Antes de mais nada cabe ressaltar que sou um completo ANALFABETO sobre mídias japonesas, aliás nem me amarro tanto, mas Kamen Rider sempre me chamou atenção. Então, caso eu cometa algum erro de definição, peço minhas sinceras desculpas.

Kamen Rider (1971) é uma série de televisão do estilo tokusatsu produzido pela Toei Company e criado pelo Shotaro Ishinomori, que fez o mangá de mesmo nome apenas um anos antes da série de TV (Ilha de Kaijuu saberá falar melhor do que eu), a premissa é simples, um boyzinho todo pimposo é sequestrado por uma organização nazista secreta para ter seu corpo modificado, virando um tipo de horrores além da compreensão humana ciborgue que se transforma em uma criatura superior e super habilidosa... Um gafanhoto. Ele foge do laboratório e passa todo seriado sendo perseguidos pelos Gorgoms (nome da organização).

* * *

◆ O que fazer
Reproduza sem alterações o trecho do texto sobre Kamen Rider começando em "Antes de mais" e terminando em "(nome da organização).". Os registros a seguir não são necessários.

◆ Informações fornecidas
* * *

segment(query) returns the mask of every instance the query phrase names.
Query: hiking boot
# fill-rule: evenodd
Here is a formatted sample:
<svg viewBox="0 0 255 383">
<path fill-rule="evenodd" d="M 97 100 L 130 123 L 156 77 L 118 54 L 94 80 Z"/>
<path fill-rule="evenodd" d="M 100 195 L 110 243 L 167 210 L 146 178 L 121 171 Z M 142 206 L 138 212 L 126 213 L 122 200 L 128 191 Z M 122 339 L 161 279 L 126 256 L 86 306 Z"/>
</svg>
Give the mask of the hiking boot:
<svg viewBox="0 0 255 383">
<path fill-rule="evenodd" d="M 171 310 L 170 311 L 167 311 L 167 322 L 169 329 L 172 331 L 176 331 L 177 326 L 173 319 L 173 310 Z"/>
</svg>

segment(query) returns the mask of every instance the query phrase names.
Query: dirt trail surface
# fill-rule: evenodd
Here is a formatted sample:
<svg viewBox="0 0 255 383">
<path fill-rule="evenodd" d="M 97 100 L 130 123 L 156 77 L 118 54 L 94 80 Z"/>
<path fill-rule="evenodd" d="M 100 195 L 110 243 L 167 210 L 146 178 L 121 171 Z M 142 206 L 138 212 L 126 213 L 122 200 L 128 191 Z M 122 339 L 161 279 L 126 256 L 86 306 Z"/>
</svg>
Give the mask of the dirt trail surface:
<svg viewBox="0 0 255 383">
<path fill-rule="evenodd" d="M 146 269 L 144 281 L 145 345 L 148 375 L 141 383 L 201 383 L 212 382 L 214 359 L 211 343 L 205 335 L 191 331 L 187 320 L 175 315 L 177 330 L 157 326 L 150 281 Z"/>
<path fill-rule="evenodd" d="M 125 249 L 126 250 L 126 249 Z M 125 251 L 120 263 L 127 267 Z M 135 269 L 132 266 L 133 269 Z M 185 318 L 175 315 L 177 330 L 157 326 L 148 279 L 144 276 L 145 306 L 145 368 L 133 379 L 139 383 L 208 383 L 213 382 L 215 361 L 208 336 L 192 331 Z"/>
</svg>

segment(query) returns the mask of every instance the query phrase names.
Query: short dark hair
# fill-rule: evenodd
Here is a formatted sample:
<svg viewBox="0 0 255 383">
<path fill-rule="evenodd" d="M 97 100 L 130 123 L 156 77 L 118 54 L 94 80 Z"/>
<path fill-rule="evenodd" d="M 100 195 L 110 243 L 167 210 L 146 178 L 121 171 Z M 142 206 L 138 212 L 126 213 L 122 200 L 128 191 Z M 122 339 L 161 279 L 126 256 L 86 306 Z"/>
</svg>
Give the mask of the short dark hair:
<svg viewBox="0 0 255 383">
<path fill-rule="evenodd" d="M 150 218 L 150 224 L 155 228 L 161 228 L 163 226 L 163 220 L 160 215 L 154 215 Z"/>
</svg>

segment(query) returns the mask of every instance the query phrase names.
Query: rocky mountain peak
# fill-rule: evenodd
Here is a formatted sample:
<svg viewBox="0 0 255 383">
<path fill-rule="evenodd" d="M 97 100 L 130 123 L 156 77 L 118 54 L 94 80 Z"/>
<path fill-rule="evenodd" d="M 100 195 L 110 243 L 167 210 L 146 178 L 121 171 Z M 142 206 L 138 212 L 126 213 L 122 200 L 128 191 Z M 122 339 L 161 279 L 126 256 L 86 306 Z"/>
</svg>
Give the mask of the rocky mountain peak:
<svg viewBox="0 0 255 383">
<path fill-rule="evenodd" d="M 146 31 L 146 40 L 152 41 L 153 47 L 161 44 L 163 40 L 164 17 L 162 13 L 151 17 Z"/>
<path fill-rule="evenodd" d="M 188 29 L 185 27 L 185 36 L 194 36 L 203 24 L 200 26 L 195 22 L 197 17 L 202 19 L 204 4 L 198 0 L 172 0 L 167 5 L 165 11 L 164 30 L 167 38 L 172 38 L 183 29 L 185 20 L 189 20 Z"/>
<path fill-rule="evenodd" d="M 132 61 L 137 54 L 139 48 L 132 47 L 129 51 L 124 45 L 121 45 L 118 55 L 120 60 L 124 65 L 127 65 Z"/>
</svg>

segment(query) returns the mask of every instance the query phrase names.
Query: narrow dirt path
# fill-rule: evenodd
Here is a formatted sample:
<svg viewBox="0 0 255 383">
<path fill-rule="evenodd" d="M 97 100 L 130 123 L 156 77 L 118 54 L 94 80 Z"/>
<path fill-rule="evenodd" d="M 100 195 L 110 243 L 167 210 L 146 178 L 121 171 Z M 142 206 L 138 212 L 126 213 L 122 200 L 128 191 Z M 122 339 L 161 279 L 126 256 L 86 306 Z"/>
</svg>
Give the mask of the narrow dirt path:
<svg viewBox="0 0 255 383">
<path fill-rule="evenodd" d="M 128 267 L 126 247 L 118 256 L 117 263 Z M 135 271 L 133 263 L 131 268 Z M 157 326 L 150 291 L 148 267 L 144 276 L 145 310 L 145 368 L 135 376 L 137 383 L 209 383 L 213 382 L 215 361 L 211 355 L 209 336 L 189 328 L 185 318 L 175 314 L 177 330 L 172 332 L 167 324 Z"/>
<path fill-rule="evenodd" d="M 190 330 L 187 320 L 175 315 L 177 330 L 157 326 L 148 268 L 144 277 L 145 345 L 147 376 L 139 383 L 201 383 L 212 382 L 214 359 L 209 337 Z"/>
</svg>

* * *

◆ Resposta completa
Antes de mais nada cabe ressaltar que sou um completo ANALFABETO sobre mídias japonesas, aliás nem me amarro tanto, mas Kamen Rider sempre me chamou atenção. Então, caso eu cometa algum erro de definição, peço minhas sinceras desculpas.

Kamen Rider (1971) é uma série de televisão do estilo tokusatsu produzido pela Toei Company e criado pelo Shotaro Ishinomori, que fez o mangá de mesmo nome apenas um anos antes da série de TV (Ilha de Kaijuu saberá falar melhor do que eu), a premissa é simples, um boyzinho todo pimposo é sequestrado por uma organização nazista secreta para ter seu corpo modificado, virando um tipo de horrores além da compreensão humana ciborgue que se transforma em uma criatura superior e super habilidosa... Um gafanhoto. Ele foge do laboratório e passa todo seriado sendo perseguidos pelos Gorgoms (nome da organização).